EXTRACT PROVIDED -
******************************

# Not fond of my foster dog. Help!!



## GGreleased (Aug 14, 2013)

I'm not sure what to do. I began fostering for a local rescue about 2 months ago. I'm on my second foster dog, a 35 pound 8 month old Shepard/beagle mix. The first was a hound. My dog is a 100 pound bullmastiff mix. I was raised with dobes. I've owned dobes and pit mixes. My fiancé was raised with and owned Great Dane mixes. We both really love the big, short coated, working breeds. My issue is that I don't really like my foster or the previous one. Many rescues in the DC area avoid large or "scary" (words of the puller I work with) dogs when pulling from high kill shelters in the south. I have requested, several times, and been denied these dogs to foster. I wanted to foster for a few reasons. The obvious reason is to save at least what I could of the million a year that are destroyed, but also because I personally wanted a second dog. I thought eventually I'd find a foster I couldn't part with. 

Here's my moral dilemma. I'm not going to get a dog I like as a foster. I'm getting the cute medium size commercial type dogs. That is not what I love. I'm beginning to resent the rescue for not wanting to save what they call the "scary" dogs. I've begun looking on my own for the second dog I really want. I'm not sure how long I want to help the rescue. I have a moral issue with not saving a dog based on what it looks like. We rent. I've checked with other rescues. Not all will let a renter or someone with a job foster. What should I do??


----------



## Nuclear_Glitter (Jun 20, 2012)

Personally, I don't think you should have got into fostering JUST to find a second dog. A lot of people foster to see if they can handle a second dog, and some "foster fail", sure. 

I think you need to realize you're still saving dogs lives. I foster as well, and I don't really get breeds I would personally choose, either. However, it's not MY dog and I won't have it forever. Just because I don't personally like the breed doesn't mean it doesn't deserve a chance at life and a forever home. Fostering is very helpful and many places need it. The fact is, it IS harder to adopt the "scary" breeds out a lot of the time. I personally love a lot of the "scary" breeds, but a large majority of places can't get them adopted out. 

If you want a second dog of a specific breed, why not just find the dog you want? 

I am not trying to make you feel bad, at all, I promise. I just think that fostering isn't exactly right for you at this moment. If you want a second dog, just go to a shelter, or find someone rehoming theirs. There are plenty of adoptable dogs of the breeds you're looking for.

Best of luck =]


----------



## GGreleased (Aug 14, 2013)

I do understand that it's not my dog. And I didn't go into it with the sole purpose of finding another dog, but I figured it may happen eventually. There's many fosters who haven't been able to part with a foster dog.

I get the email of the shelter list sent to me from my puller. There for weeks and months set the same dogs because they aren't cute enough. I get that I'm saving lives, it just seems predigest.

******************************

EXERCISE 1 -
In the forum thread on fostering, which dog breeds or mixes does the first post say the poster or the fiancé owns now, has owned, or was raised with?

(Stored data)
******************************

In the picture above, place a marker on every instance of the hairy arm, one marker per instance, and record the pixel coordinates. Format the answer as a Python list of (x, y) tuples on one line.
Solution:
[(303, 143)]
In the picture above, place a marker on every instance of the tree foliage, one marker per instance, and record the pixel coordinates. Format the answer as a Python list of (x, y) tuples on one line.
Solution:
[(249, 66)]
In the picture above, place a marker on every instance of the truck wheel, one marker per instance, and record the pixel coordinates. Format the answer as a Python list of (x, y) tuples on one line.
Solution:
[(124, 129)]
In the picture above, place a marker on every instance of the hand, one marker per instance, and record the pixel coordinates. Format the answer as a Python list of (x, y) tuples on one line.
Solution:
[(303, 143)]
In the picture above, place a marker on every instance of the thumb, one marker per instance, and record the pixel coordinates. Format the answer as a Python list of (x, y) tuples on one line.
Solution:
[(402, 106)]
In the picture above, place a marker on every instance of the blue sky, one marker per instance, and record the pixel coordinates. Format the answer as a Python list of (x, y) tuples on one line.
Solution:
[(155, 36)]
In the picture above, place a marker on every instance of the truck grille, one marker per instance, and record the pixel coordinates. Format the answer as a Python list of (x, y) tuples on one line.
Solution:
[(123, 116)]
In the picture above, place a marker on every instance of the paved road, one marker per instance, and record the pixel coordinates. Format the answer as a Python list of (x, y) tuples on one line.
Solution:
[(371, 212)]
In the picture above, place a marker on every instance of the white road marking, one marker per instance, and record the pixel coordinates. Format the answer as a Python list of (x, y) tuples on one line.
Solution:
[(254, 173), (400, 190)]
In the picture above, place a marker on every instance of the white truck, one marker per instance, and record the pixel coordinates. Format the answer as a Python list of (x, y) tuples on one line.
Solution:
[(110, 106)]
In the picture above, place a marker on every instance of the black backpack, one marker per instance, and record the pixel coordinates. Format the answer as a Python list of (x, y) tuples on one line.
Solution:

******************************

EXERCISE 2 -
Extract the stored data rows word for word, beginning at the first row and stopping after the row that contains "[(123, 116)]".

EXERCISE RESULT 1 -
Bullmastiff mix, dobes, pit mixes, Great Dane mixes

EXERCISE RESULT 2 -
In the picture above, place a marker on every instance of the hairy arm, one marker per instance, and record the pixel coordinates. Format the answer as a Python list of (x, y) tuples on one line.
Solution:
[(303, 143)]
In the picture above, place a marker on every instance of the tree foliage, one marker per instance, and record the pixel coordinates. Format the answer as a Python list of (x, y) tuples on one line.
Solution:
[(249, 66)]
In the picture above, place a marker on every instance of the truck wheel, one marker per instance, and record the pixel coordinates. Format the answer as a Python list of (x, y) tuples on one line.
Solution:
[(124, 129)]
In the picture above, place a marker on every instance of the hand, one marker per instance, and record the pixel coordinates. Format the answer as a Python list of (x, y) tuples on one line.
Solution:
[(303, 143)]
In the picture above, place a marker on every instance of the thumb, one marker per instance, and record the pixel coordinates. Format the answer as a Python list of (x, y) tuples on one line.
Solution:
[(402, 106)]
In the picture above, place a marker on every instance of the blue sky, one marker per instance, and record the pixel coordinates. Format the answer as a Python list of (x, y) tuples on one line.
Solution:
[(155, 36)]
In the picture above, place a marker on every instance of the truck grille, one marker per instance, and record the pixel coordinates. Format the answer as a Python list of (x, y) tuples on one line.
Solution:
[(123, 116)]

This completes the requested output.